[start]
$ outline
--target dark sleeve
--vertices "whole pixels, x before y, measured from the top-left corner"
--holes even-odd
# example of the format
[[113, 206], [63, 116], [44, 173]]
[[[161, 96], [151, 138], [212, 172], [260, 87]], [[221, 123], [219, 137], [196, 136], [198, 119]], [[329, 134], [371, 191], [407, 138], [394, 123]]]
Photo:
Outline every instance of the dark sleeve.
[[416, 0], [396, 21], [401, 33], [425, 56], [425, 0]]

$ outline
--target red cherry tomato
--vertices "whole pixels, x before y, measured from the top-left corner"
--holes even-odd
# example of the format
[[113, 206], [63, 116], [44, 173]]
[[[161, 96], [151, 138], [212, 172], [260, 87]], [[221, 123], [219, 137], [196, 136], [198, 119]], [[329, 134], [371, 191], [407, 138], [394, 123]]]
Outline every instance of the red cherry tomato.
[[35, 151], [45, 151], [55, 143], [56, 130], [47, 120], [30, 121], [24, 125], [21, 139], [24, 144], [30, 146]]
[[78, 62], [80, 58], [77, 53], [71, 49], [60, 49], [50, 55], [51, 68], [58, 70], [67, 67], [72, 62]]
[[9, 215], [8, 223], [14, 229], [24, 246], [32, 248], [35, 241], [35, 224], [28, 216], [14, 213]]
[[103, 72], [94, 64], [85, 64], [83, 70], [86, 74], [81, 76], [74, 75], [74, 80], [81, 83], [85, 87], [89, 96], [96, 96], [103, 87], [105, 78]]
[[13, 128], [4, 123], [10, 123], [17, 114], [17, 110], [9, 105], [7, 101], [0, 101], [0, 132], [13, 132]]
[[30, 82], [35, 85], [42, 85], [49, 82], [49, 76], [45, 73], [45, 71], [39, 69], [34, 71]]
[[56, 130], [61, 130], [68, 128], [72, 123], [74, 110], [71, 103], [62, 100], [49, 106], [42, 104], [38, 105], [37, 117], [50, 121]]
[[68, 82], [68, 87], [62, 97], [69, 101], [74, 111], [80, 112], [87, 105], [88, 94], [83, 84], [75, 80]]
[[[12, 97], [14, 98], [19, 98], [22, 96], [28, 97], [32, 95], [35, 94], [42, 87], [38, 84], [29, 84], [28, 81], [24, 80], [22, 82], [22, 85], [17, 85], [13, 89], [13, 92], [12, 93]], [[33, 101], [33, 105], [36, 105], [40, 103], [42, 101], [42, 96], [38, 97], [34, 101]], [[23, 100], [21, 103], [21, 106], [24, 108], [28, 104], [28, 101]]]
[end]
_What is expected_: Please copy out all of the rows above, character for character, from the first line through the last.

_Response to this exercise_:
$ outline
--target dark sleeve
--vertices "whole pixels, x before y, measured from the top-left corner"
--holes even-odd
# example of the format
[[113, 206], [63, 116], [44, 173]]
[[[161, 96], [151, 138], [212, 172], [260, 87]], [[221, 123], [219, 137], [196, 136], [198, 119]], [[329, 134], [371, 191], [407, 138], [394, 123]]]
Photo:
Outline every instance of the dark sleeve.
[[416, 0], [396, 21], [401, 33], [425, 56], [425, 0]]

$ outline
--target red cherry tomato
--vertices "whole pixels, x before y, measured from the top-left corner"
--holes even-odd
# example of the format
[[113, 206], [63, 116], [44, 173]]
[[[161, 96], [151, 138], [212, 172], [260, 87]], [[221, 123], [219, 137], [196, 136], [198, 119]], [[329, 134], [371, 191], [407, 138], [394, 123]]]
Outline every instance of the red cherry tomato.
[[35, 151], [45, 151], [55, 143], [56, 130], [47, 120], [30, 121], [24, 125], [21, 139], [24, 144], [30, 146]]
[[78, 62], [80, 58], [77, 53], [71, 49], [60, 49], [50, 55], [51, 68], [58, 70], [67, 67], [72, 62]]
[[9, 215], [8, 223], [14, 229], [24, 246], [32, 248], [35, 241], [35, 224], [28, 216], [14, 213]]
[[103, 72], [94, 64], [85, 64], [83, 70], [86, 74], [81, 76], [74, 75], [74, 80], [81, 83], [85, 87], [89, 96], [96, 96], [103, 87], [105, 78]]
[[13, 128], [4, 123], [10, 123], [17, 114], [17, 110], [9, 105], [7, 101], [0, 101], [0, 132], [13, 132]]
[[30, 82], [35, 85], [42, 85], [49, 82], [49, 76], [45, 73], [45, 71], [39, 69], [34, 71]]
[[56, 130], [61, 130], [68, 128], [72, 123], [74, 110], [71, 103], [62, 100], [49, 106], [42, 104], [38, 105], [37, 117], [50, 121]]
[[68, 82], [68, 87], [62, 97], [69, 101], [74, 111], [80, 112], [87, 105], [88, 94], [83, 84], [75, 80]]
[[[12, 97], [14, 98], [19, 98], [22, 96], [28, 97], [32, 95], [35, 94], [42, 87], [38, 84], [29, 84], [28, 81], [24, 80], [22, 82], [22, 85], [17, 85], [13, 89], [13, 92], [12, 93]], [[33, 101], [33, 105], [36, 105], [40, 103], [42, 101], [42, 96], [38, 97], [34, 101]], [[23, 100], [21, 103], [21, 106], [24, 108], [28, 104], [28, 101]]]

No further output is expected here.